• PASSAGE
# Antarctic Alps! And Rivers under the ice?



## Saeltari (Feb 25, 2009)

This is very interesting. It shows that the ice there formed fairly quickly. They stated that the Alps are about 50 to 60 million years old but these may be quite a bit older. The article also said they could see liquid below their camps, about 2 miles down in valleys.

Makes a person wonder what discoveries and mysteries are there! 

-> Alp-sized peaks found entombed in Antarctic ice


----------



## chrispenycate (Feb 25, 2009)

Deep frozen mountain? I suppose the jagged bits will stop the sheet sliding off in one big lump.

I get this incongruous picture of those heliski maniacs who're always searching for new slopes to slide down digging holes to get to the peaks…


----------



## Allegra (Feb 25, 2009)

Fascinating! Lovecraft would love to hear this. There are maps on the BBC report:

BBC NEWS | Science & Environment | 'Ghost peaks' mapped under ice


----------



## Nik (Feb 25, 2009)

Scary...

When you consider there's entire ranges trapped under miles of  ice, some places in Antarctica where only the peaks show, those ruddy dry-valleys, ancient 'buried' lakes kept thawed by geothermal heat, ring-of-fire volcanos including the active Erebus...

Image point annotation entries:
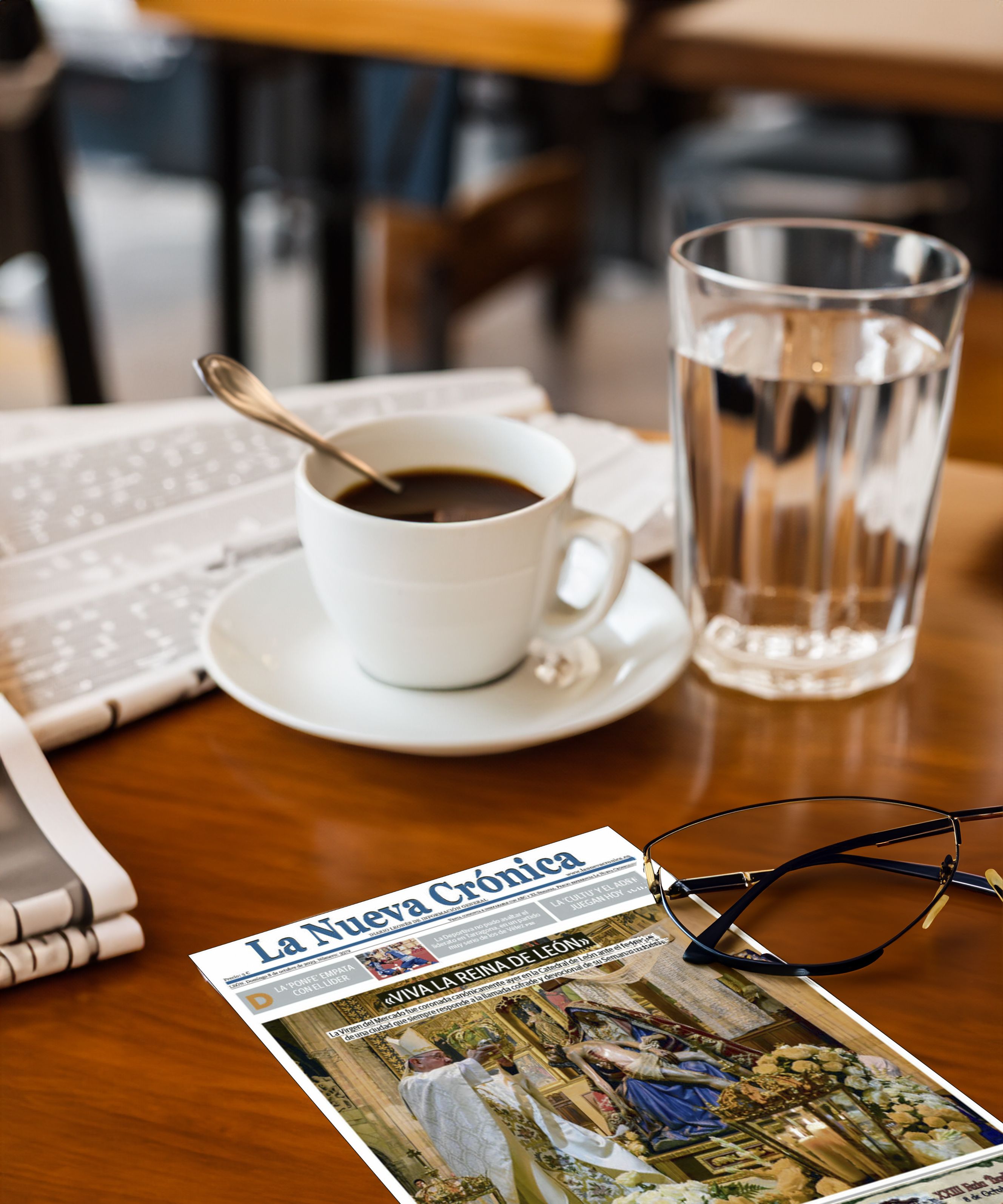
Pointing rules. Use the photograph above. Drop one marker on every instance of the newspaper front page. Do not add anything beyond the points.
(528, 1032)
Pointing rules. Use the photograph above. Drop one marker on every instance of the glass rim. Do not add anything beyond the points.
(893, 293)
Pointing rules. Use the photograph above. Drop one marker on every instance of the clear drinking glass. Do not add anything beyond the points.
(813, 371)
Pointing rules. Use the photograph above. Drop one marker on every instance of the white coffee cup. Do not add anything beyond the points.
(441, 606)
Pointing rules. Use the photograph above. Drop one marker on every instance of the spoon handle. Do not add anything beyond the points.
(258, 404)
(290, 424)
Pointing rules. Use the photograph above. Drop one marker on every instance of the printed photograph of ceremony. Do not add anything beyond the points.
(639, 1082)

• WHAT YOU HAVE TO DO
Reproduce the thread about mountains buried under the Antarctic ice word for word, starting at "This is very" and ending at "one big lump.". The entries are not needed here.

• FULL OUTPUT
This is very interesting. It shows that the ice there formed fairly quickly. They stated that the Alps are about 50 to 60 million years old but these may be quite a bit older. The article also said they could see liquid below their camps, about 2 miles down in valleys.

Makes a person wonder what discoveries and mysteries are there! 

-> Alp-sized peaks found entombed in Antarctic ice


----------



## chrispenycate (Feb 25, 2009)

Deep frozen mountain? I suppose the jagged bits will stop the sheet sliding off in one big lump.